─── SUPPLIED INFORMATION ───
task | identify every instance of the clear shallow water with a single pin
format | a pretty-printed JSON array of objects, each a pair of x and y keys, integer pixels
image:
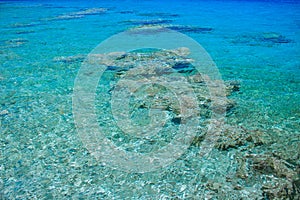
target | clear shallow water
[{"x": 41, "y": 153}]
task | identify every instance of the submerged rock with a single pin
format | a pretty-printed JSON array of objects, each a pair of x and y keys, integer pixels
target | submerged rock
[
  {"x": 161, "y": 26},
  {"x": 79, "y": 14},
  {"x": 261, "y": 39},
  {"x": 70, "y": 59},
  {"x": 147, "y": 22},
  {"x": 158, "y": 14}
]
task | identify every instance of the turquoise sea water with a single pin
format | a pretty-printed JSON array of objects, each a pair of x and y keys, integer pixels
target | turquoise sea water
[{"x": 254, "y": 43}]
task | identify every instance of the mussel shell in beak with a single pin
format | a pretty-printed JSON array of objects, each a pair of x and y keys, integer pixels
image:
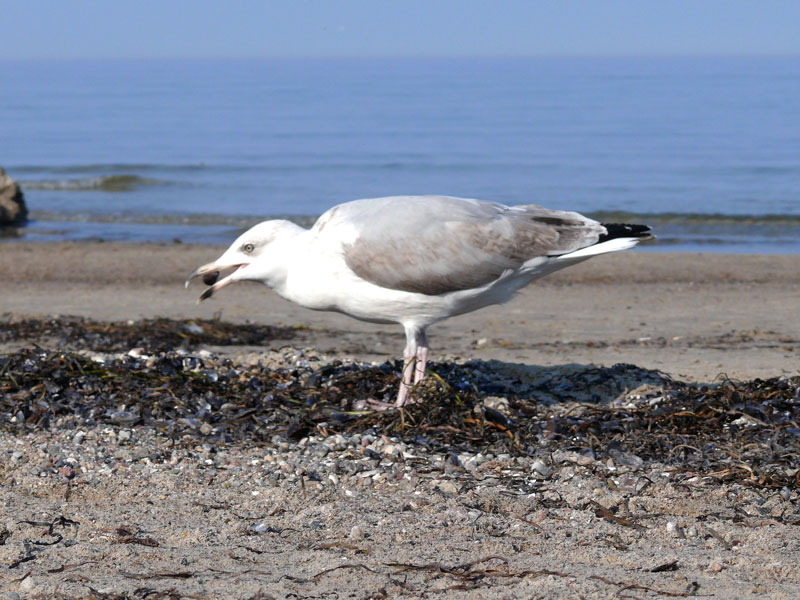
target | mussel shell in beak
[{"x": 211, "y": 278}]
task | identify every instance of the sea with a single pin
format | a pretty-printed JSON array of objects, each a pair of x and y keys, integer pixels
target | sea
[{"x": 706, "y": 150}]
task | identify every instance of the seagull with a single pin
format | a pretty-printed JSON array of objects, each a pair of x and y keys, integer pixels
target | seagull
[{"x": 413, "y": 260}]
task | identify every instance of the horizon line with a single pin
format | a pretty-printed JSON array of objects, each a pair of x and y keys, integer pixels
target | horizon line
[{"x": 541, "y": 56}]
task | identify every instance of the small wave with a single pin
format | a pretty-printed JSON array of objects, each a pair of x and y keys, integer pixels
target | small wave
[
  {"x": 105, "y": 183},
  {"x": 115, "y": 168},
  {"x": 787, "y": 220}
]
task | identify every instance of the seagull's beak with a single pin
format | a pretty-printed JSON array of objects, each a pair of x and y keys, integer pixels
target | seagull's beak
[{"x": 210, "y": 274}]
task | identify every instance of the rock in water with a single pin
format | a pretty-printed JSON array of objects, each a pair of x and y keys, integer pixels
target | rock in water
[{"x": 12, "y": 203}]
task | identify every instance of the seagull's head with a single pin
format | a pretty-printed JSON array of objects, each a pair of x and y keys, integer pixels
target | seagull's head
[{"x": 254, "y": 256}]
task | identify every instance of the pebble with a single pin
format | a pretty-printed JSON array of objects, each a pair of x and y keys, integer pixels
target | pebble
[
  {"x": 542, "y": 469},
  {"x": 447, "y": 487},
  {"x": 715, "y": 567}
]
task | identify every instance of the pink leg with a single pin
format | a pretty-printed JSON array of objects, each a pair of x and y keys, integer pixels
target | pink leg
[
  {"x": 422, "y": 361},
  {"x": 409, "y": 360}
]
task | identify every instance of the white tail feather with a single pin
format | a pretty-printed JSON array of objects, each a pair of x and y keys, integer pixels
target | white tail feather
[{"x": 601, "y": 248}]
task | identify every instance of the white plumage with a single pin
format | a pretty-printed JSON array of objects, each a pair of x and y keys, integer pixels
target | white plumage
[{"x": 414, "y": 260}]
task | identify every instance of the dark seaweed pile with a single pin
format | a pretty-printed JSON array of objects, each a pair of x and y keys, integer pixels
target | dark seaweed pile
[
  {"x": 154, "y": 335},
  {"x": 736, "y": 431}
]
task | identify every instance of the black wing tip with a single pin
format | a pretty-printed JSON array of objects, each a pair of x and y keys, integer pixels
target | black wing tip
[{"x": 618, "y": 230}]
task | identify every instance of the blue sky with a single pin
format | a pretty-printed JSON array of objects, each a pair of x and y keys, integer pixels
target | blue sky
[{"x": 247, "y": 28}]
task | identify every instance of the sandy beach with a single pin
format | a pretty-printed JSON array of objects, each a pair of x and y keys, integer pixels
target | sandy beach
[{"x": 137, "y": 518}]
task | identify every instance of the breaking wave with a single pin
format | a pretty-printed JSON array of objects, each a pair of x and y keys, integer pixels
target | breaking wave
[{"x": 104, "y": 183}]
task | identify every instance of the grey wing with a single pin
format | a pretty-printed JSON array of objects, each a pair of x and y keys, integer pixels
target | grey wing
[{"x": 437, "y": 244}]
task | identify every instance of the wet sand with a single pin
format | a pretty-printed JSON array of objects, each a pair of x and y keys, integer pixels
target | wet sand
[
  {"x": 693, "y": 316},
  {"x": 205, "y": 522}
]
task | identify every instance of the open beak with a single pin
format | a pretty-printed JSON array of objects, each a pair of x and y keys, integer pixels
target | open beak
[{"x": 210, "y": 275}]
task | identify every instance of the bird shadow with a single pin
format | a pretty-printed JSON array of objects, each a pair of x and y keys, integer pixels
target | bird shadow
[{"x": 571, "y": 382}]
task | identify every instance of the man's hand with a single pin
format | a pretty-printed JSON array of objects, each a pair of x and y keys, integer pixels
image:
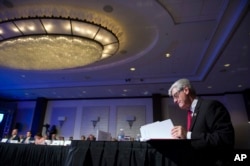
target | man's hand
[{"x": 179, "y": 132}]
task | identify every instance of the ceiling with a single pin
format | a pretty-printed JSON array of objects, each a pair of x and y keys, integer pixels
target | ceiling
[{"x": 200, "y": 36}]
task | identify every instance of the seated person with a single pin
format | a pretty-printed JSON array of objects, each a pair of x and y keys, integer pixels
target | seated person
[
  {"x": 28, "y": 138},
  {"x": 14, "y": 136},
  {"x": 91, "y": 137},
  {"x": 39, "y": 139}
]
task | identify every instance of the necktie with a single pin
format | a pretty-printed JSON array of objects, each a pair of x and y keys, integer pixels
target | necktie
[{"x": 189, "y": 119}]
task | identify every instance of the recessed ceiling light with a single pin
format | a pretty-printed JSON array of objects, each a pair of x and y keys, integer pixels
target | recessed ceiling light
[
  {"x": 132, "y": 69},
  {"x": 239, "y": 86},
  {"x": 168, "y": 55}
]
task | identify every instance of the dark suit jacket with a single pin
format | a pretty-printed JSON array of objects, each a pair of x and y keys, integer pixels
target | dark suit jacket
[
  {"x": 30, "y": 139},
  {"x": 15, "y": 138},
  {"x": 212, "y": 130}
]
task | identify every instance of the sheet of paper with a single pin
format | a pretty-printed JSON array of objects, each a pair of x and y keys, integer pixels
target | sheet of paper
[{"x": 157, "y": 130}]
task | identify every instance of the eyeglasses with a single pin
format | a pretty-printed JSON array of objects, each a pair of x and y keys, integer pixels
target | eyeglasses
[{"x": 177, "y": 94}]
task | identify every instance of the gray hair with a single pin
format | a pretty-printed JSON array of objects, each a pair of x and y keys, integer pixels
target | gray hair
[{"x": 180, "y": 84}]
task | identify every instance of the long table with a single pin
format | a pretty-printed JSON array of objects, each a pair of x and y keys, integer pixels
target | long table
[{"x": 102, "y": 153}]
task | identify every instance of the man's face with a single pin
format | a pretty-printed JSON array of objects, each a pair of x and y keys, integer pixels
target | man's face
[
  {"x": 180, "y": 97},
  {"x": 14, "y": 132}
]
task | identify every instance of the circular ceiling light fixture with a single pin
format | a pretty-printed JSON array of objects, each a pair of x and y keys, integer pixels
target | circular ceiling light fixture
[{"x": 52, "y": 43}]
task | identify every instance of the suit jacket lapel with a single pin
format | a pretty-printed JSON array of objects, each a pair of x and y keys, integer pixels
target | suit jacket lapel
[{"x": 196, "y": 113}]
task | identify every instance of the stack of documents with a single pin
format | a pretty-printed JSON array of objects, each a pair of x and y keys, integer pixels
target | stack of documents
[{"x": 157, "y": 130}]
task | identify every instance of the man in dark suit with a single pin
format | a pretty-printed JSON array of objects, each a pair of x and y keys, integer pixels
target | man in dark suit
[
  {"x": 28, "y": 138},
  {"x": 210, "y": 129},
  {"x": 14, "y": 136}
]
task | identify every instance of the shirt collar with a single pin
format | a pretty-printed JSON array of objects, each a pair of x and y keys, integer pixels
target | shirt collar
[{"x": 193, "y": 105}]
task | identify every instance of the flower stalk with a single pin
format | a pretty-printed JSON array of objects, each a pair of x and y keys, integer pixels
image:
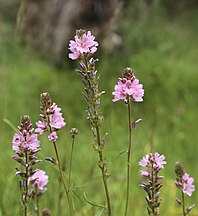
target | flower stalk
[
  {"x": 185, "y": 183},
  {"x": 128, "y": 154},
  {"x": 82, "y": 49},
  {"x": 73, "y": 133}
]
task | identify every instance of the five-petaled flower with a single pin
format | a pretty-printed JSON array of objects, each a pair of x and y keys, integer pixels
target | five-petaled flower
[
  {"x": 83, "y": 43},
  {"x": 188, "y": 186},
  {"x": 128, "y": 88},
  {"x": 39, "y": 179}
]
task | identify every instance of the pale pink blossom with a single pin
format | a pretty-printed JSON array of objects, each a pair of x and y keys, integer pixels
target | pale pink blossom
[
  {"x": 28, "y": 142},
  {"x": 82, "y": 45},
  {"x": 159, "y": 161},
  {"x": 41, "y": 127},
  {"x": 17, "y": 141},
  {"x": 53, "y": 137},
  {"x": 188, "y": 186},
  {"x": 145, "y": 161},
  {"x": 144, "y": 174},
  {"x": 56, "y": 118},
  {"x": 128, "y": 87},
  {"x": 39, "y": 179}
]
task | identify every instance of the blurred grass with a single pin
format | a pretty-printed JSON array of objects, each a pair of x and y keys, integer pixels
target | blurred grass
[{"x": 163, "y": 54}]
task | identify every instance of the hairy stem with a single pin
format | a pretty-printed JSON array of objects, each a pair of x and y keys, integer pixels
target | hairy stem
[
  {"x": 70, "y": 164},
  {"x": 102, "y": 167},
  {"x": 128, "y": 156},
  {"x": 60, "y": 171}
]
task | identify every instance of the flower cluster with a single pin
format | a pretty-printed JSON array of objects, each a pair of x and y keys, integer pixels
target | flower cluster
[
  {"x": 83, "y": 44},
  {"x": 184, "y": 181},
  {"x": 154, "y": 163},
  {"x": 128, "y": 87},
  {"x": 38, "y": 180},
  {"x": 26, "y": 145},
  {"x": 52, "y": 118}
]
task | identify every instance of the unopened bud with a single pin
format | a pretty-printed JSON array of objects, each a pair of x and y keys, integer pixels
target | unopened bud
[
  {"x": 128, "y": 73},
  {"x": 46, "y": 212},
  {"x": 25, "y": 122}
]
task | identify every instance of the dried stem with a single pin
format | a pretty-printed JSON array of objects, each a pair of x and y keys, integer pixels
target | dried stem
[
  {"x": 60, "y": 171},
  {"x": 26, "y": 183},
  {"x": 37, "y": 203},
  {"x": 128, "y": 155}
]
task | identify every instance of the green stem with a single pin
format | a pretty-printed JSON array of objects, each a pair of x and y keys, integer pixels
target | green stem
[
  {"x": 102, "y": 167},
  {"x": 70, "y": 164},
  {"x": 128, "y": 156},
  {"x": 183, "y": 204},
  {"x": 60, "y": 170}
]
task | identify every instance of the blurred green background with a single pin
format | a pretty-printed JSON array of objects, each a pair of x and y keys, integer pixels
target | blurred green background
[{"x": 161, "y": 45}]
───
* _TASK INSTRUCTIONS_
All that is wanted is an exact copy of the lines above from the one with "task | identify every instance of the recessed" through the one with "task | identify every instance of the eyeglasses", with both ends included.

* _RESPONSE TO THE EXERCISE_
task | identify every instance of the recessed ceiling light with a single pin
format | a pretty-printed JSON array of objects, each a pair of x and y keys, integer pixels
target | recessed ceiling light
[
  {"x": 132, "y": 69},
  {"x": 239, "y": 86},
  {"x": 168, "y": 55}
]
task | identify every instance of the dark suit jacket with a single pin
format | a pretty-printed JSON array of objects, each a pair of x and y keys, integer pixels
target | dark suit jacket
[
  {"x": 30, "y": 139},
  {"x": 15, "y": 138},
  {"x": 212, "y": 130}
]
task | identify every instance of the sheet of paper with a single pin
format | a pretty-printed JSON array of objects, each a pair of x and y keys, integer pixels
target | sheet of paper
[{"x": 157, "y": 130}]
task | identify every instance of the eyeglasses with a single pin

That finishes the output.